* WORK REQUIRED:
According to the book review below, what does the clinic that Marc Lucas sees advertised claim it can do?

* PASSAGE:
SplinterSplinter by Sebastian Fitzek

My rating: 3 of 5 stars

When I began reading this book, it reminded me of The double by Fyodor Dostoevsky, with the atmosphere of Kafka’s novels thrown in.

Marc Lucas is a social worker, miserable and grieving because he has lost his wife in a motor accident. He does, however, succeed in saving the life of a suicidal teenager. He sees an advertisement for a clinic that claims to be able to remove painful memories, and decides to visit it. He discovers that they are conducting memory experiments, and will give him complete amnesia, and then reload the pleasant memories, and decides not to participate, and leaves without signing anything. Then his nightmare begins.

It seems that his identity has been stolen. All the addresses have been wiped from his cell phone, his credit cards no longer work. He goes home to get medicine he needs to take because of the after-effects of the accident in which his wife dies, and the keys of his flat no longer work, but his wife answers the door, alive and pregnant, but no longer recognising him.

* RECORDS SHOWN:
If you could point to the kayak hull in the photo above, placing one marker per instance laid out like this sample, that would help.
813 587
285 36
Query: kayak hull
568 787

* OUTPUT OF THE EXERCISE:
It claims to be able to remove painful memories.